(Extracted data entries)
-*-*-
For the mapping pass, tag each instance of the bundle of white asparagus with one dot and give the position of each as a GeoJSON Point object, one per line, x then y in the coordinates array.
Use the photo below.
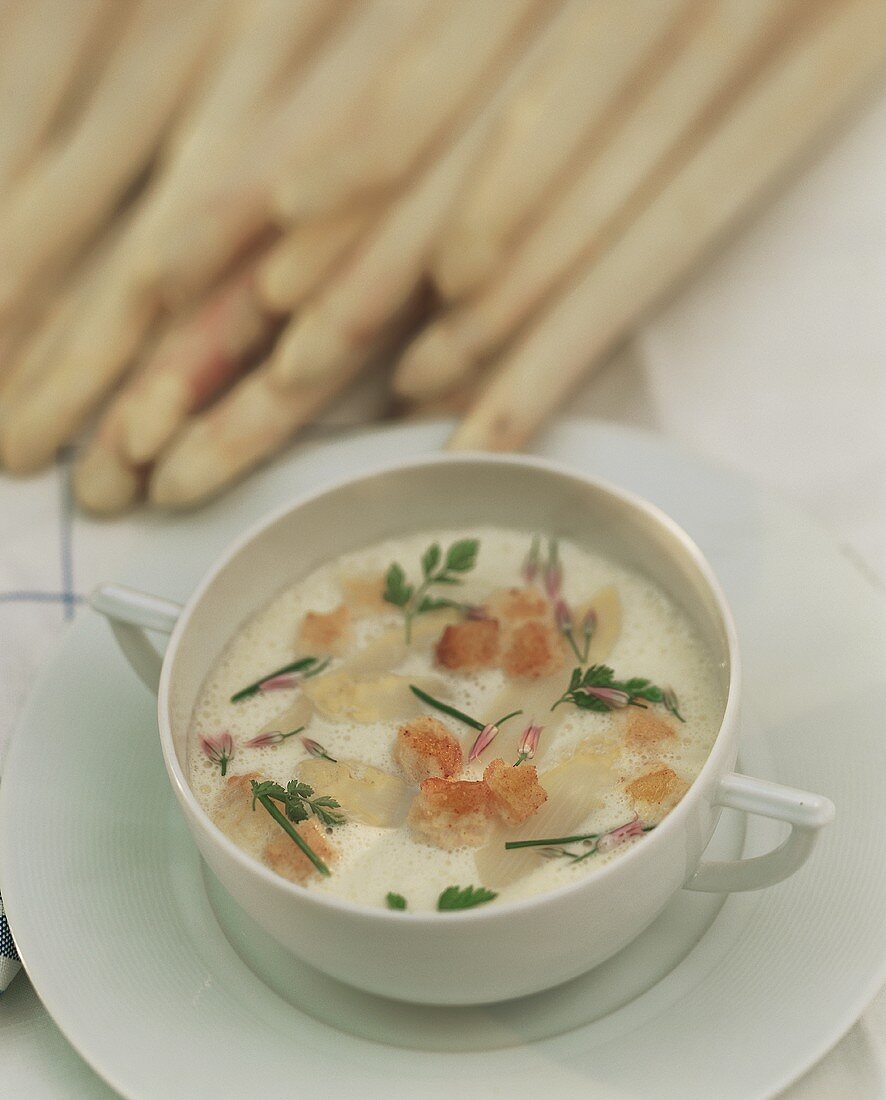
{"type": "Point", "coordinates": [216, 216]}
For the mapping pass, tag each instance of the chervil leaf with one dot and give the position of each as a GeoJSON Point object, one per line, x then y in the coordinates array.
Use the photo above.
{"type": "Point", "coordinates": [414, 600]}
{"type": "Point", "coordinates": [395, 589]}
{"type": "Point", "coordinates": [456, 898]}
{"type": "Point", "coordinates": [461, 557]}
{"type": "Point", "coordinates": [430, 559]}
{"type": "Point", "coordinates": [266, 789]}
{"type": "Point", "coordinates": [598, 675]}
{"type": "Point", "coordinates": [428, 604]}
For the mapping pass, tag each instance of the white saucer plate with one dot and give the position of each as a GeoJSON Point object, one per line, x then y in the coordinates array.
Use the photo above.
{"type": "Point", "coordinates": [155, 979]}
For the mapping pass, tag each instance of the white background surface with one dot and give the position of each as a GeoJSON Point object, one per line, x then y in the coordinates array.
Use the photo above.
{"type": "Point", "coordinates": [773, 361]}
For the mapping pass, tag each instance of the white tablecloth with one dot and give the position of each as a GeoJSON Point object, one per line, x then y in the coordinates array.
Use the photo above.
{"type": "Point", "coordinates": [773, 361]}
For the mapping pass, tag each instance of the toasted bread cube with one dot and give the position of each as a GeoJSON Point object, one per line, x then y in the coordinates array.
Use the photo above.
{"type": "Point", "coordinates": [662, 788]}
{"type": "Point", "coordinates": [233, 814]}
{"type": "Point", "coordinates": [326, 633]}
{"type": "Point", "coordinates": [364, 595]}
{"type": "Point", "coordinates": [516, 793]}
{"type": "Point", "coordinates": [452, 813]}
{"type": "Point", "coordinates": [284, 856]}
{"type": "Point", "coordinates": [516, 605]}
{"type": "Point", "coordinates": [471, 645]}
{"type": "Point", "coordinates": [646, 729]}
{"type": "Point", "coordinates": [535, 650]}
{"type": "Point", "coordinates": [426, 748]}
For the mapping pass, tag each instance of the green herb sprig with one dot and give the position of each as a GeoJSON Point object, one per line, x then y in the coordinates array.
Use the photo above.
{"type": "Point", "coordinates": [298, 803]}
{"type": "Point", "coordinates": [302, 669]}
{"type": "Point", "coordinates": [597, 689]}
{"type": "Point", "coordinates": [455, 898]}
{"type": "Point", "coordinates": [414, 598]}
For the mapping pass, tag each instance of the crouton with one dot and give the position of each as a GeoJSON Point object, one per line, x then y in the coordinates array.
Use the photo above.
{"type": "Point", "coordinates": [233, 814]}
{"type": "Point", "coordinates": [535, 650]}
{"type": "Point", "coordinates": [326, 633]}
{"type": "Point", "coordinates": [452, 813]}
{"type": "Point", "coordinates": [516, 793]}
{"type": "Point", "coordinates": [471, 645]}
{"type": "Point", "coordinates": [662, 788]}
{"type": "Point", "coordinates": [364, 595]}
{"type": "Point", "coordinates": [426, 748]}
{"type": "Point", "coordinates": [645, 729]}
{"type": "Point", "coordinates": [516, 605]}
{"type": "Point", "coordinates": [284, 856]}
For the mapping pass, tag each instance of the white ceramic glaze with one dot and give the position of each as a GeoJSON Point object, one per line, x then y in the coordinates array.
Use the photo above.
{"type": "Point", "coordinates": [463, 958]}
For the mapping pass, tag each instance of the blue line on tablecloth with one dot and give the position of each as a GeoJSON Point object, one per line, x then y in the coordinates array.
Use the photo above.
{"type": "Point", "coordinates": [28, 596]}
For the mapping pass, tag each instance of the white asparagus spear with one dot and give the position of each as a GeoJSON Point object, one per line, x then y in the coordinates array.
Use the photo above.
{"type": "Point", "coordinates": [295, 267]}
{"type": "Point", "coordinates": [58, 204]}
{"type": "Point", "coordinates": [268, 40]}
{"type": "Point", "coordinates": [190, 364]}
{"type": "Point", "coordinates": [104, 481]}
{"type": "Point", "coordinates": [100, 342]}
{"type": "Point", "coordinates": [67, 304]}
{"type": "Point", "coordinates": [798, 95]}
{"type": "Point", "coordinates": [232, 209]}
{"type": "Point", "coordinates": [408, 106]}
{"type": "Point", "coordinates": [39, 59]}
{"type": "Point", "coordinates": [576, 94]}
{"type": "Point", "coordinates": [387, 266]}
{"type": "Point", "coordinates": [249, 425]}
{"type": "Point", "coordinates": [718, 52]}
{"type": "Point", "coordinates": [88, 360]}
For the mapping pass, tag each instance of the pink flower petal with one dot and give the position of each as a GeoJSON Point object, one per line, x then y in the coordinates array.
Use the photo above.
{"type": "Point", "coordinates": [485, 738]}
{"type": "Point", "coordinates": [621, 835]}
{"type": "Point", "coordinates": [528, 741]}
-*-*-
Instructions for the task ▸
From the first line above down to the line with "For the mapping pass, tag each instance of the chervil", reproduce every line and no others, omitting pictures.

Solution to this problem ▸
For the mapping pass, tag each instance of the bundle of white asparagus with one dot and give the position of each as a GeoJSON Point object, one per line, x then y in the coordinates array.
Use the photo below.
{"type": "Point", "coordinates": [216, 216]}
For the mapping pass, tag each instance of the chervil leaf with one dot and give the position of each as a GeoJSON Point object, one per line, x then y in the coordinates array.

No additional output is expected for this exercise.